**TRECHO SELECIONADO:**

Com os olhos marejados e um aperto de mão firme, Ranulfo Custódio Alves não apenas renovou sua CNH. Ele renovou, mais uma vez, sua liberdade. Aos 101 anos, às vésperas do aniversário de 102, o morador de Camapuã (MS) foi aprovado nos exames médicos e conquistou o direito de continuar dirigindo – algo que, para ele, significa muito mais do que apenas conduzir um veículo.
Ranulfo chegou sozinho à agência do Detran-MS, ao volante de sua inseparável Ford F-1000. Com um misto de ansiedade e esperança, fez a pergunta que carregava no coração: “Vou conseguir renovar por quanto tempo?” A resposta, ele aguardava com fé. E quem o viu ali entendeu: não era apenas um senhor renovando a carteira. Era um homem lúcido, forte e determinado, reafirmando o direito de continuar no controle da própria vida.
Nascido em 27 de maio de 1923, em Três Lagoas, Ranulfo chegou a Camapuã em 1941 em busca de trabalho braçal. Formou patrimônio, criou sete filhos e hoje é bisavô — e até tataravô. Apesar da idade centenária, ele acompanha de perto a administração da fazenda, toma decisões sozinho e guarda com orgulho sua autonomia.

“Meus filhos não sabem o que eu tenho, o que eu devo. Eu que cuido de tudo. Eu que decido tudo”, diz com firmeza, como quem sabe o valor da independência conquistada com trabalho e dignidade.

**DADOS FORNECIDOS:**
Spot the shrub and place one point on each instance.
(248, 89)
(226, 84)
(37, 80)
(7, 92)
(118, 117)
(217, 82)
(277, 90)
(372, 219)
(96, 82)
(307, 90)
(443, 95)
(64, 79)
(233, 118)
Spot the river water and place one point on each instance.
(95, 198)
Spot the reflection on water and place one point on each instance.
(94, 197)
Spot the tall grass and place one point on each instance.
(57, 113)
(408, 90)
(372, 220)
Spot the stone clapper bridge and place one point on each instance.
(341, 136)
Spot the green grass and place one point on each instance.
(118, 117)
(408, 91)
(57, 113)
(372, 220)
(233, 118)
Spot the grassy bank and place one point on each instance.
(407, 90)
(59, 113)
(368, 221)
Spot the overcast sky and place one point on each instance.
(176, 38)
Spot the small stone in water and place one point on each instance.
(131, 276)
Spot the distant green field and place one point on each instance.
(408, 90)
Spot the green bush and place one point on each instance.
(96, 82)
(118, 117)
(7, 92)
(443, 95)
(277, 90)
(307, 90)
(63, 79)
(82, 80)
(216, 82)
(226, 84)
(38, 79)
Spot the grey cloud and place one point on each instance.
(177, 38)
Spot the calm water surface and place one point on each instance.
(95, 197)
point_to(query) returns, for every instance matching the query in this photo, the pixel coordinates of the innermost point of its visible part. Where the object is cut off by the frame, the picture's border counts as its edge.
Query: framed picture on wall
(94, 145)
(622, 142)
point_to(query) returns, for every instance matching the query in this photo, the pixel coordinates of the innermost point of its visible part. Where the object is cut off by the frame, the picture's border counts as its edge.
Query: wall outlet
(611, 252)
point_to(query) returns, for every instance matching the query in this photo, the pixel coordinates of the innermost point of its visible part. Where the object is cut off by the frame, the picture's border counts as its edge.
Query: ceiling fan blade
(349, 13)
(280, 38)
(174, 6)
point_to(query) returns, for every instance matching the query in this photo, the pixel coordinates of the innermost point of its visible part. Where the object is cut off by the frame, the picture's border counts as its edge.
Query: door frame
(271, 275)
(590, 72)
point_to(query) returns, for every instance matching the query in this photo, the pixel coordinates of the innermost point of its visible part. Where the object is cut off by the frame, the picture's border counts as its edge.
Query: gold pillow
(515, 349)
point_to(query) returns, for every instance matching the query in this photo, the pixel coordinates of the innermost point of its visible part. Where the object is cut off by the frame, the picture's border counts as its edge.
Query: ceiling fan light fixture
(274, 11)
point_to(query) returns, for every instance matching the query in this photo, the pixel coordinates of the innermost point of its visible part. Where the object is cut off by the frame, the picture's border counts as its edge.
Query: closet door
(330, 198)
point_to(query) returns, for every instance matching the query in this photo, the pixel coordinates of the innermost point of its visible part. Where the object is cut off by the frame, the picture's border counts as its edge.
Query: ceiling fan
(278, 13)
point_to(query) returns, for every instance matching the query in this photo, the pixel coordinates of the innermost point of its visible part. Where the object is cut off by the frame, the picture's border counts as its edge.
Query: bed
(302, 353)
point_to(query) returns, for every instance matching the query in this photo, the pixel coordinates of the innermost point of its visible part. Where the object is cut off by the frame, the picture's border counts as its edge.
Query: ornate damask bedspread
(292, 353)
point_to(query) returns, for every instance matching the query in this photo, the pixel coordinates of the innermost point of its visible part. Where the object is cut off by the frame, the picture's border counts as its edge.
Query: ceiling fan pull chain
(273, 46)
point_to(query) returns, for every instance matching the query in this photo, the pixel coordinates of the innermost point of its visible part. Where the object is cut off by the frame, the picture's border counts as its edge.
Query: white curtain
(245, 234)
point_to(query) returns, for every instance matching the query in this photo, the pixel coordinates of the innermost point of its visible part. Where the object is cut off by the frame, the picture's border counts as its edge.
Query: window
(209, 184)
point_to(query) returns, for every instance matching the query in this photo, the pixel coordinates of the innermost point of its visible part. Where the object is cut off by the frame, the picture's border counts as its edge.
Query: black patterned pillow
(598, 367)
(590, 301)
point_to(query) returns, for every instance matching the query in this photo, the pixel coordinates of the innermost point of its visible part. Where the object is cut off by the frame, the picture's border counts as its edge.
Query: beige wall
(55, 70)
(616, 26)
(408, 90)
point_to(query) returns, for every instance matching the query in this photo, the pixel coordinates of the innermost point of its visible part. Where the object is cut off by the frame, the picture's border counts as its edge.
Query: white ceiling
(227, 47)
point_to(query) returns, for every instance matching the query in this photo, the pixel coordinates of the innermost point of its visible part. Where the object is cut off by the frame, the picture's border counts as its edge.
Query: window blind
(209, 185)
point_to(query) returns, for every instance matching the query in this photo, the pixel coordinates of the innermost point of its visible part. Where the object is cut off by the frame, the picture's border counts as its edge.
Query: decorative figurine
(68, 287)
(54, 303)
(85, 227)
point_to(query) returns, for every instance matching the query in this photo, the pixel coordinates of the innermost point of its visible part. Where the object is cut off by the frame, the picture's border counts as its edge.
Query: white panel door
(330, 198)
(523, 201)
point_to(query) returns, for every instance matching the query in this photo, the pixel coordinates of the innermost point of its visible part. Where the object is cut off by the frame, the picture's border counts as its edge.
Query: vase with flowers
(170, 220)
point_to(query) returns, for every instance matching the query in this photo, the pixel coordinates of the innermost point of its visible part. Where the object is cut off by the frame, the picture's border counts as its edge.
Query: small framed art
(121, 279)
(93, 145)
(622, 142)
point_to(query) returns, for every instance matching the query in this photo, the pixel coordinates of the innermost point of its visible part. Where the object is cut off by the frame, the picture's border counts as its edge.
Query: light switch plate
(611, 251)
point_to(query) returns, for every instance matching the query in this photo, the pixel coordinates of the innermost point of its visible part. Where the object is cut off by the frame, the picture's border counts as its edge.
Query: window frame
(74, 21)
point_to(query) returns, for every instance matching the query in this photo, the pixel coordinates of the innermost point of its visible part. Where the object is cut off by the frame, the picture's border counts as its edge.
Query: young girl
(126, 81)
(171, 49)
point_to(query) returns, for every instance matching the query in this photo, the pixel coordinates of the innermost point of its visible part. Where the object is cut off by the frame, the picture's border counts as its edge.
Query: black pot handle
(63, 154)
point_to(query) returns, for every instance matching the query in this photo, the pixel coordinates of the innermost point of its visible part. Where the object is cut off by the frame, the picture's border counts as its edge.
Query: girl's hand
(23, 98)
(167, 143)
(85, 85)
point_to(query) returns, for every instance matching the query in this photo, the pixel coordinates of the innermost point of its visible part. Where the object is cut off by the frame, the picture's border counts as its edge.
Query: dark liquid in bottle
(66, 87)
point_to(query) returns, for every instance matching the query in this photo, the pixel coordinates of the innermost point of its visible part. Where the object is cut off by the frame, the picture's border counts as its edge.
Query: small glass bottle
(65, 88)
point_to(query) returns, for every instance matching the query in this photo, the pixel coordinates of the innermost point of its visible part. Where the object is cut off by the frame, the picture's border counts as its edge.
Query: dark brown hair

**INSTRUÇÕES DO EXERCÍCIO:**
A: De acordo com o trecho selecionado, em que ano Ranulfo chegou a Camapuã?
B: Transcreva do trecho selecionado a parte entre "Com os olhos" e "conduzir um veículo.", inclusive.
C: Reescreva em forma de lista o parágrafo do trecho selecionado que começa com "Nascido em 27 de maio de 1923", mantendo os fatos principais.

**RESPOSTAS ESCRITAS:**
A: Em 1941.

B:
Com os olhos marejados e um aperto de mão firme, Ranulfo Custódio Alves não apenas renovou sua CNH. Ele renovou, mais uma vez, sua liberdade. Aos 101 anos, às vésperas do aniversário de 102, o morador de Camapuã (MS) foi aprovado nos exames médicos e conquistou o direito de continuar dirigindo – algo que, para ele, significa muito mais do que apenas conduzir um veículo.

C:
- Nasceu em 27 de maio de 1923, em Três Lagoas.
- Chegou a Camapuã em 1941 em busca de trabalho braçal.
- Formou patrimônio, criou sete filhos e hoje é bisavô e até tataravô.
- Acompanha de perto a administração da fazenda, toma decisões sozinho e guarda com orgulho sua autonomia.